Japanners zijn groot geworden met hun degelijke maar anonieme value-for-money-auto’s. Gelukkig werden er soms wat zijsprongetjes gemaakt. Die bizarre keuzes waren niet altijd geslaagd, maar sommige waren echt wel de moeite. Vooral Mazda had het lef om de platgetreden paden te verlaten en koppig te blijven experimenteren met bijvoorbeeld de wankelmotor of een retrospider.
De boeiende jaren ‘90
Begin jaren ’90 had het ambitieuze merk er zin in. Mazda was bezig aan een knappe, avontuurlijke reeks: er was het onverwachte succes van de MX5, een knappe retro-spider. En er was de 323F, een vierdeurs coupé’s, wat in die periode iets heel uitzonderlijks was. Niet veel later de kleine, guitige 121 met z’n opmerkelijk bolle lijnen. En voor het sportieve werk was er de geëvolueerde RX-7, met wankelmotor of een mooie MX6-coupé, naast de klassieke vierdeurs 626.
In 1991 kon Mazda nog een mooi juweeltje aan die reeks toevoegen: de MX3. Een betaalbare vierzitscoupé, met een beperkte achterbank. Pas jaren later zouden een Opel Tigra of Ford Puma en andere sportievelingen dat voorbeeld volgen.

TE DOEN:
a. Beantwoord over de tekst over Mazda:
(i) In welk jaar voegde Mazda de MX3 aan zijn reeks toe?
(ii) Met welke motor bleef Mazda volgens de tekst koppig experimenteren?
(iii) Welke twee automodellen worden genoemd als latere navolgers van het voorbeeld van de MX3?
b. Typ het stuk uit de tekst over Mazda over dat opent met de woorden "Japanners zijn groot" en sluit met "of een retrospider.".

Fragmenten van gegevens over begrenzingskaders
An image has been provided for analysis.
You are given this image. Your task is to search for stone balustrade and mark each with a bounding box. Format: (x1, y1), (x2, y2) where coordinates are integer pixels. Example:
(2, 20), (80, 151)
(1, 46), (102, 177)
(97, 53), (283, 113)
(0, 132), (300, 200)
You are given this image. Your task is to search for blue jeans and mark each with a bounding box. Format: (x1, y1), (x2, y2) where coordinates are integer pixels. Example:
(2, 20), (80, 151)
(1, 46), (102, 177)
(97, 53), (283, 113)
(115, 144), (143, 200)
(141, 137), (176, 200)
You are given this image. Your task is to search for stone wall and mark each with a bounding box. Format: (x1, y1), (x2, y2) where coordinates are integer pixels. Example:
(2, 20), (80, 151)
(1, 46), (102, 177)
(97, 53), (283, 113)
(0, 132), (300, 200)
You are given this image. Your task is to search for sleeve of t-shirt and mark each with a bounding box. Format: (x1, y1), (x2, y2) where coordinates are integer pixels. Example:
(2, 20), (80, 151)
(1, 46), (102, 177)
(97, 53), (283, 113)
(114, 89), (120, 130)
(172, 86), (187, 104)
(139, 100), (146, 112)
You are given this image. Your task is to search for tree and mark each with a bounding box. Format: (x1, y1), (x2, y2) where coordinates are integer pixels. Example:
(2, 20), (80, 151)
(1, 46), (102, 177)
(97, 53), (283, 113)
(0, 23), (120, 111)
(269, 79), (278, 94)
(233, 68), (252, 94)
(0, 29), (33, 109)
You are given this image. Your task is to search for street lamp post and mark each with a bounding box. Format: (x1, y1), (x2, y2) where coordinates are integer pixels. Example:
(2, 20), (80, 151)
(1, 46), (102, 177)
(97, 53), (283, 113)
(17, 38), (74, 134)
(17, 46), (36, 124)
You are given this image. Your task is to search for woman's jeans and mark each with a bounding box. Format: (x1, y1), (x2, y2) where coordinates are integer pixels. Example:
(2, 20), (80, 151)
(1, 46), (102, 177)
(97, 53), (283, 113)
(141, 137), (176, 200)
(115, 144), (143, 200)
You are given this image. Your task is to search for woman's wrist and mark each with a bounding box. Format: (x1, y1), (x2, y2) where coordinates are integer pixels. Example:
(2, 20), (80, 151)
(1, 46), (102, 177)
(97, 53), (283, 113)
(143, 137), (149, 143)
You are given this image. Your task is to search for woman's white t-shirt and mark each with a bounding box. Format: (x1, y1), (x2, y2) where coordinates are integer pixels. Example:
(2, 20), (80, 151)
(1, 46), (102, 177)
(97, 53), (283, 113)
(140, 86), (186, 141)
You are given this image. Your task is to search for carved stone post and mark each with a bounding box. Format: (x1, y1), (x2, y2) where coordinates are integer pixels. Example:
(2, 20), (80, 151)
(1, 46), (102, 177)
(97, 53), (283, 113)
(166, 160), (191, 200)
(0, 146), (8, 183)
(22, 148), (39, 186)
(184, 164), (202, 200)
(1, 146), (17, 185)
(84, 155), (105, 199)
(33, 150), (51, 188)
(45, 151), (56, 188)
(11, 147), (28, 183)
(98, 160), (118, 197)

DE ANTWOORDEN:
a.
(i) In 1991.
(ii) Met de wankelmotor.
(iii) De Opel Tigra en de Ford Puma.

b.
Japanners zijn groot geworden met hun degelijke maar anonieme value-for-money-auto’s. Gelukkig werden er soms wat zijsprongetjes gemaakt. Die bizarre keuzes waren niet altijd geslaagd, maar sommige waren echt wel de moeite. Vooral Mazda had het lef om de platgetreden paden te verlaten en koppig te blijven experimenteren met bijvoorbeeld de wankelmotor of een retrospider.